## [Study text]
# # # # # # #
This is insufficiently explicit for me to decide whether it answers the question. The elaboration, re polar bears does not help. But lets use it to set up the question again.
Today all polar bears are born with white fur. You agree that probably their ancestors did not have white fur. Would you agree this implies a transition period from a population in which white fur was rare, possible even non-existent, to one in which white fur is the fixed trait of the species? In short, the appearance of white fur must have changed over generations from rare, to occasional, to about equal with darker fur, to more frequent than darker fur, to predominant, to sole existing fur colour in the species.
If you agree with this scenario, how does this happen?
Through some genetic mechanism the way these genes are expressed changed in distribution and now have become fixed.
The genetic mechanism is mutation. A mutation in the genes producing melanin and/or other pigments for fur colour suppressed the production of the pigment. Result: white fur.
Now what mechanism changed the distribution of the mutated gene so that this mutation became fixed?
98% of mutations are neutral, the vast majority of the balance are deleterious with a rare few being beneficial in their effect.
Ok. This is the rate of neutral:deleterious:beneficial mutations among all mutations. But the 5% I was referring to is a different rate.
# # # # # # #
## [Dataset entries]
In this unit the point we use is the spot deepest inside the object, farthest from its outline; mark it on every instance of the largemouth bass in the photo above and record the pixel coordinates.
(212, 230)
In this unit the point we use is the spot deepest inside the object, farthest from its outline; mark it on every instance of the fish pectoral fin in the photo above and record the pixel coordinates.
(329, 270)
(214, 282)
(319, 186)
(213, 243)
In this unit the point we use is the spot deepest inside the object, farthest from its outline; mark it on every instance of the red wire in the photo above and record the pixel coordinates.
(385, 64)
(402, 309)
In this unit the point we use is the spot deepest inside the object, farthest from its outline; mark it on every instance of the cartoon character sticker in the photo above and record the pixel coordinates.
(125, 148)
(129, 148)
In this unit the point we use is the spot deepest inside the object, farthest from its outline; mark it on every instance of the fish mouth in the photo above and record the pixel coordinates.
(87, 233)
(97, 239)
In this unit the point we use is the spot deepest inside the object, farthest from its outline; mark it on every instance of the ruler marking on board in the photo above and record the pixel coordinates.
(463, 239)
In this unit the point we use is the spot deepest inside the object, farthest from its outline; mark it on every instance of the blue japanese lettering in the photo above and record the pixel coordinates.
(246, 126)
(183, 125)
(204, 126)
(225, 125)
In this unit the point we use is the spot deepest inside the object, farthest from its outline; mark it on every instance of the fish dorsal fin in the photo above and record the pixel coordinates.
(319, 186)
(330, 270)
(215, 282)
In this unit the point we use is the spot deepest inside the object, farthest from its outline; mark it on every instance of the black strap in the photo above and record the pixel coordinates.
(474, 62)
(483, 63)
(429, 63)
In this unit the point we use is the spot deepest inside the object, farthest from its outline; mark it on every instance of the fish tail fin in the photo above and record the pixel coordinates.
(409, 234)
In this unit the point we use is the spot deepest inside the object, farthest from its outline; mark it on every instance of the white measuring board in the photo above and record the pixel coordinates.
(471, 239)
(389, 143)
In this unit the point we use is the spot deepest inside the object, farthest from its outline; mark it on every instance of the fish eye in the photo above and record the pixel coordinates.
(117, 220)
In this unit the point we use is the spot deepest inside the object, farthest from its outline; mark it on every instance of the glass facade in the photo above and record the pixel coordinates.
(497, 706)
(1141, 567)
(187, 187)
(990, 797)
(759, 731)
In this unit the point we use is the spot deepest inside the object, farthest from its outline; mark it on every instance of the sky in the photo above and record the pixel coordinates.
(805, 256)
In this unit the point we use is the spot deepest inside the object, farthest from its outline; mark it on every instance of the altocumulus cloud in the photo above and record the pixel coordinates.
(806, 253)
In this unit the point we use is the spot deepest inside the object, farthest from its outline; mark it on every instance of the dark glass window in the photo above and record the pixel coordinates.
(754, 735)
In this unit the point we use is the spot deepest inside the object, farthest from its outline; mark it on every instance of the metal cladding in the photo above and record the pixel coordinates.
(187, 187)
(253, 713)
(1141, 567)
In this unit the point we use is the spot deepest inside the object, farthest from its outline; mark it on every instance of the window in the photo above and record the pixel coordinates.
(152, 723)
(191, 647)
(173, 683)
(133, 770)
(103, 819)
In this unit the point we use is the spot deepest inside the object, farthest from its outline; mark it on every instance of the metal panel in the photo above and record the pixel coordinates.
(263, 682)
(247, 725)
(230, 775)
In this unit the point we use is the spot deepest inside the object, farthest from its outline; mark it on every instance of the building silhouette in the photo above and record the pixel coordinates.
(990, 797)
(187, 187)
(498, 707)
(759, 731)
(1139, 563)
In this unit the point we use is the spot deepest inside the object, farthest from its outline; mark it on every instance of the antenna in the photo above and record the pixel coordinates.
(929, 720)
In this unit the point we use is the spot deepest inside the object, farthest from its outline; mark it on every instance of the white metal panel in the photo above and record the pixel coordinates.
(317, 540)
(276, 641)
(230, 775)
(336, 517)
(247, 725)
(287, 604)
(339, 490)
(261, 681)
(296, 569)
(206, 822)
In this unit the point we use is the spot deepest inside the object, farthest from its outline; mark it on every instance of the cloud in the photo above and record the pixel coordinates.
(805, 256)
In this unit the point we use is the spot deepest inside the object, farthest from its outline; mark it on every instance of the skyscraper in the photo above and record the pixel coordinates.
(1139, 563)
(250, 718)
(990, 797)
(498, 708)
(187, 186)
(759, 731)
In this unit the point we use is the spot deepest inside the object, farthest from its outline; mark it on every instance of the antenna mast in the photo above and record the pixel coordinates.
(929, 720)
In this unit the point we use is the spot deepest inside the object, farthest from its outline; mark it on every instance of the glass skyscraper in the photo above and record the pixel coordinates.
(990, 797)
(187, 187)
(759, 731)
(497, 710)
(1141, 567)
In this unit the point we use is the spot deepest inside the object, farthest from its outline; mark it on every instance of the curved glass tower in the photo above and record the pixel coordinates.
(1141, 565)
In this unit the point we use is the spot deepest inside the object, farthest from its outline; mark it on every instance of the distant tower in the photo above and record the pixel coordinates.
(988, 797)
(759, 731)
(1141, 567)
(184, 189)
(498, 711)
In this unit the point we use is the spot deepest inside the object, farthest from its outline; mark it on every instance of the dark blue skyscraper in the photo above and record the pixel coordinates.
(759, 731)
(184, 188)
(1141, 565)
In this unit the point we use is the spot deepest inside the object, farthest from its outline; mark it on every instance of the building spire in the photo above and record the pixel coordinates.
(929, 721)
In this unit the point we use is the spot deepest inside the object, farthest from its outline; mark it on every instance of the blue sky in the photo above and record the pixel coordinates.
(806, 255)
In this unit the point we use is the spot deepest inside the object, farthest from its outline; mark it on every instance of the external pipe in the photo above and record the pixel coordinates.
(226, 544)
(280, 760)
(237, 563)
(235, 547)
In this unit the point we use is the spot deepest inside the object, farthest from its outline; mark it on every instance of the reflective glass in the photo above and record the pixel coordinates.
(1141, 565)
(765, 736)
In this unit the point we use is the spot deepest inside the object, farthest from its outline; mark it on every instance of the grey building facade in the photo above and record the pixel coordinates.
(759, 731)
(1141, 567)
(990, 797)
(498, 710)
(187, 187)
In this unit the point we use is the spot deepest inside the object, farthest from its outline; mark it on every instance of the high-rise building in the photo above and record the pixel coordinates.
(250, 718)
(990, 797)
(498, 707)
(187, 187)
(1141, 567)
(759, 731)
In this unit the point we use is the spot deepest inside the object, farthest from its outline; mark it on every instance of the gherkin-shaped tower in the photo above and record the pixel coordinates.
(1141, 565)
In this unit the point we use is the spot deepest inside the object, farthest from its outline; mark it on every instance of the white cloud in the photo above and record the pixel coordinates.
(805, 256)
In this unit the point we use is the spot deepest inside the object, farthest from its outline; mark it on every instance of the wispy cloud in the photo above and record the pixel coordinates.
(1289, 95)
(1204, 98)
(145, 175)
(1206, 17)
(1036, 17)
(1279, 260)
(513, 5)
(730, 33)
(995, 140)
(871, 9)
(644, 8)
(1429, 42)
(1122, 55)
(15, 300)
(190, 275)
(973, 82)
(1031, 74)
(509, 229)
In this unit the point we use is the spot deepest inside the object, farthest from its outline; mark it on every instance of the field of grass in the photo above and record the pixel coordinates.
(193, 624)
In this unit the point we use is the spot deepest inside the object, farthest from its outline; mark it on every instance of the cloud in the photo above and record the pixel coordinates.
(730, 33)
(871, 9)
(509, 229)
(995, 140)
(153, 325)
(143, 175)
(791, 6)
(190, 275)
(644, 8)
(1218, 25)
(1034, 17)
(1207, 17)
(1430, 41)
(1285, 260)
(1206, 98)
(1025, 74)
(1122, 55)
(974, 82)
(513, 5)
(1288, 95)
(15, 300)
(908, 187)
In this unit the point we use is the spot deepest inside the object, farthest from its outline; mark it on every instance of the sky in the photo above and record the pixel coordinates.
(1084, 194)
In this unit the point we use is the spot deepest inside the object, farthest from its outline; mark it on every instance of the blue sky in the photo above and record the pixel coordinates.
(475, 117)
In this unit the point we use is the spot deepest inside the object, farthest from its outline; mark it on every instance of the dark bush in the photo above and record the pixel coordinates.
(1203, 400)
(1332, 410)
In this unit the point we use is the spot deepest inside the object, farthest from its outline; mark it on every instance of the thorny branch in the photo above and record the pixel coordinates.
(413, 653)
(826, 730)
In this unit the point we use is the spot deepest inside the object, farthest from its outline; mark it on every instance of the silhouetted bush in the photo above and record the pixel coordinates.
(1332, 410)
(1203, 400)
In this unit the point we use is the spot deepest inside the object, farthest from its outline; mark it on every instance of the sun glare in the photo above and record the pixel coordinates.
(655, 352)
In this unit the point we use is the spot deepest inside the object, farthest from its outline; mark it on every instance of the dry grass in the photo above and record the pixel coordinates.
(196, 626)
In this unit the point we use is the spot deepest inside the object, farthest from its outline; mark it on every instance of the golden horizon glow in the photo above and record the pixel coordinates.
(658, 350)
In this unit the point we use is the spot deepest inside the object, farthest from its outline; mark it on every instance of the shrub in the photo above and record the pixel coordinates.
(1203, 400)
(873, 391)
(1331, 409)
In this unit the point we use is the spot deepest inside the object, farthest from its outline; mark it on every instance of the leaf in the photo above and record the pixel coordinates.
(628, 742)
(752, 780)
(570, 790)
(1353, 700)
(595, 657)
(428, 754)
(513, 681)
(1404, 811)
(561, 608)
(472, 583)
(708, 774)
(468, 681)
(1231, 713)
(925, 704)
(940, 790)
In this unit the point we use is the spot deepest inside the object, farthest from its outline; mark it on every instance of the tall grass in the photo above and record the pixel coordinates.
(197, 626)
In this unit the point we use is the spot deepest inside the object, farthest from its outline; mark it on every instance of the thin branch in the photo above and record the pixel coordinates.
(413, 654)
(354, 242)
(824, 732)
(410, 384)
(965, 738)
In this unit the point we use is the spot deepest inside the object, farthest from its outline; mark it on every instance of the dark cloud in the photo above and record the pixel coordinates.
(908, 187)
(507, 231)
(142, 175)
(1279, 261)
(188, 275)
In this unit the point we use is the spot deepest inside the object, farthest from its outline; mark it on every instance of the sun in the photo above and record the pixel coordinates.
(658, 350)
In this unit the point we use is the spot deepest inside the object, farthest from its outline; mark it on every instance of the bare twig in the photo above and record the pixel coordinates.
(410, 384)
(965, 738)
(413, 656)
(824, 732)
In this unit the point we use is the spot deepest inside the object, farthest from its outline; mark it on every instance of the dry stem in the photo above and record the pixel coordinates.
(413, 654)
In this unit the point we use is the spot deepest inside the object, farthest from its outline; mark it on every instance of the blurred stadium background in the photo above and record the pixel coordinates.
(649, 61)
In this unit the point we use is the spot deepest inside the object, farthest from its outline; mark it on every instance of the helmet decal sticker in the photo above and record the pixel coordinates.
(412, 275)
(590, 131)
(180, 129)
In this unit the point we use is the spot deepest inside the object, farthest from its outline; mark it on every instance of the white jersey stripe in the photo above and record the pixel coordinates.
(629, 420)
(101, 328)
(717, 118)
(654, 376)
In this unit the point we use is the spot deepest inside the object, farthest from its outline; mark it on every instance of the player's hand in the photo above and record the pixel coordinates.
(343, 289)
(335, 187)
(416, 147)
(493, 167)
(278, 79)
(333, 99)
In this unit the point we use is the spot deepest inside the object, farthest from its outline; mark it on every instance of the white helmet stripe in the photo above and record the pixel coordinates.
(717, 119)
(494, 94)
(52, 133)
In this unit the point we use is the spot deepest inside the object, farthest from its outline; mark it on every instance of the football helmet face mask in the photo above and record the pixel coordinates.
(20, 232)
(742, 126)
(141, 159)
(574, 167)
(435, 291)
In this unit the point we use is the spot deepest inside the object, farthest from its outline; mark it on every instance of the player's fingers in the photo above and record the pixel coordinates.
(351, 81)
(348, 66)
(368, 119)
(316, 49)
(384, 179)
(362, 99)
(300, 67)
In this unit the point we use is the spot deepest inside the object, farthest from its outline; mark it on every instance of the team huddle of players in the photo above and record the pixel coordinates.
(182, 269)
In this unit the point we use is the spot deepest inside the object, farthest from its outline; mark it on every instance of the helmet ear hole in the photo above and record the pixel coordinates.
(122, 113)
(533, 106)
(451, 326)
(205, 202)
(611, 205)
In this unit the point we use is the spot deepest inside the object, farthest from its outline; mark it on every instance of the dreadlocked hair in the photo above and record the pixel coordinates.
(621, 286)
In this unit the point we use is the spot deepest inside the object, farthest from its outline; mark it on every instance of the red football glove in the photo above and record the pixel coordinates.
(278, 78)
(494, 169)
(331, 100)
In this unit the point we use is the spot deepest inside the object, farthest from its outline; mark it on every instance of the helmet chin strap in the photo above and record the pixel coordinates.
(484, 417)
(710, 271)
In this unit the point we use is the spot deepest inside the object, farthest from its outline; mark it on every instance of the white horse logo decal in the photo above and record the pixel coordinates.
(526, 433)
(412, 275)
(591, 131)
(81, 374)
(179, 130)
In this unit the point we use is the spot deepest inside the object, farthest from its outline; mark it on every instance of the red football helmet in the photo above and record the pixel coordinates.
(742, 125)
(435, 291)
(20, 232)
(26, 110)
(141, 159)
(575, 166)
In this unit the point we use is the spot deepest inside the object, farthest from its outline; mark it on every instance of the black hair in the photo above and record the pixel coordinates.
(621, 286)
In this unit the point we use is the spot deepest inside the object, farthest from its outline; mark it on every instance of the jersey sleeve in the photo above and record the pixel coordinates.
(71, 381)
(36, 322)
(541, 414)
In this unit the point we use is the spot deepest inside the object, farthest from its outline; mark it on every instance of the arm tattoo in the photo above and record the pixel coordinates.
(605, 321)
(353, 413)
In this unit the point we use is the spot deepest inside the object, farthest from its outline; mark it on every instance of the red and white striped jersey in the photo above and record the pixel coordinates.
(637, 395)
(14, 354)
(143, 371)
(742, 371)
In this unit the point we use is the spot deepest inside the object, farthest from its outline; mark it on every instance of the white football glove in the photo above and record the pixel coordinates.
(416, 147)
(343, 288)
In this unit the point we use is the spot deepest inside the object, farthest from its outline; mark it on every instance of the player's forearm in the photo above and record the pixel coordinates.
# # # # # # #
## [Task objective]
Transcribe the passage on polar bear fur from "This is insufficiently" up to and including "have become fixed.". The listing has no connection to the passage on polar bear fur.

## [Answer section]
This is insufficiently explicit for me to decide whether it answers the question. The elaboration, re polar bears does not help. But lets use it to set up the question again.
Today all polar bears are born with white fur. You agree that probably their ancestors did not have white fur. Would you agree this implies a transition period from a population in which white fur was rare, possible even non-existent, to one in which white fur is the fixed trait of the species? In short, the appearance of white fur must have changed over generations from rare, to occasional, to about equal with darker fur, to more frequent than darker fur, to predominant, to sole existing fur colour in the species.
If you agree with this scenario, how does this happen?
Through some genetic mechanism the way these genes are expressed changed in distribution and now have become fixed.